[start]
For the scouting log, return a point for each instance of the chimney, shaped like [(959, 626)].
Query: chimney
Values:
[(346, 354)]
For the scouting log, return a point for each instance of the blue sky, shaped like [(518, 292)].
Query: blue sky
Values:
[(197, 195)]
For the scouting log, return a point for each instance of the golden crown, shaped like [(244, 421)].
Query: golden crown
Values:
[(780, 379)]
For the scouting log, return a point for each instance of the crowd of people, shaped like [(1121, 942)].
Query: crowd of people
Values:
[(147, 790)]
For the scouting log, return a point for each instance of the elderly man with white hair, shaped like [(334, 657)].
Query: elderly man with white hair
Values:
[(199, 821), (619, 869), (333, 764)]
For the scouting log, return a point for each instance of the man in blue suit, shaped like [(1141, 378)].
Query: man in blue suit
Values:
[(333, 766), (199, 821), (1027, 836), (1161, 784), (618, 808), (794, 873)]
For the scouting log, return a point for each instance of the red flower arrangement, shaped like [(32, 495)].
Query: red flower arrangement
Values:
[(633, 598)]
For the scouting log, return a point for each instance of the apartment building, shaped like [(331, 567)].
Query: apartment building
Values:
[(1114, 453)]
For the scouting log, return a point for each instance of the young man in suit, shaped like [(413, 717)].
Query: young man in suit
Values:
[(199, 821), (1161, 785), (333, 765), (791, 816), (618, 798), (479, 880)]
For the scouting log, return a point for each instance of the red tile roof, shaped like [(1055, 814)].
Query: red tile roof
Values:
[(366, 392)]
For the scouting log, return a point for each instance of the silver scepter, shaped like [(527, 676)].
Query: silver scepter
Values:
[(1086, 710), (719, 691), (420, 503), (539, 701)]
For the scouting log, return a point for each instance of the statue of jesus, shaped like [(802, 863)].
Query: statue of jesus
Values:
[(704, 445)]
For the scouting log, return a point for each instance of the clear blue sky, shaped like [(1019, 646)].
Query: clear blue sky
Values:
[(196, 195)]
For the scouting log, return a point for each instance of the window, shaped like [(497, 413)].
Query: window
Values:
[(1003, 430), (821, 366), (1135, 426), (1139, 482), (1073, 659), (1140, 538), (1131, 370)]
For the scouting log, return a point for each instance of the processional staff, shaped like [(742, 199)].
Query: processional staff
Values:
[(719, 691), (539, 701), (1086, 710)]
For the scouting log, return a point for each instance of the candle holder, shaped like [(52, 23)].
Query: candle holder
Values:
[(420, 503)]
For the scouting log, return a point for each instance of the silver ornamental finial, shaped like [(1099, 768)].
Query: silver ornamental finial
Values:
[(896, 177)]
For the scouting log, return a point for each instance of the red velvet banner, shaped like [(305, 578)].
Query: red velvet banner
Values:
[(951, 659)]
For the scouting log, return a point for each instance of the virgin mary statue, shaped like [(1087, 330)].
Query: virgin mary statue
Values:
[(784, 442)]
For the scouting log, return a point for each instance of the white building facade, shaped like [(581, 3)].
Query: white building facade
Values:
[end]
• TASK DETAILS: Could you give the stretch of the records above, from the start through the line containing "[(780, 379)]", as a Markdown table with the columns "Row" and "Record text", skipping any blank lines?

• THE COMPLETED TASK:
| Row | Record text |
|---|---|
| 1 | For the scouting log, return a point for each instance of the chimney, shaped like [(959, 626)]. |
| 2 | Query: chimney |
| 3 | Values: |
| 4 | [(346, 354)] |
| 5 | For the scouting log, return a point for each instance of the blue sky, shaped like [(518, 292)]. |
| 6 | Query: blue sky |
| 7 | Values: |
| 8 | [(197, 195)] |
| 9 | For the scouting log, return a point for each instance of the golden crown, shaped like [(244, 421)]. |
| 10 | Query: golden crown |
| 11 | Values: |
| 12 | [(780, 379)] |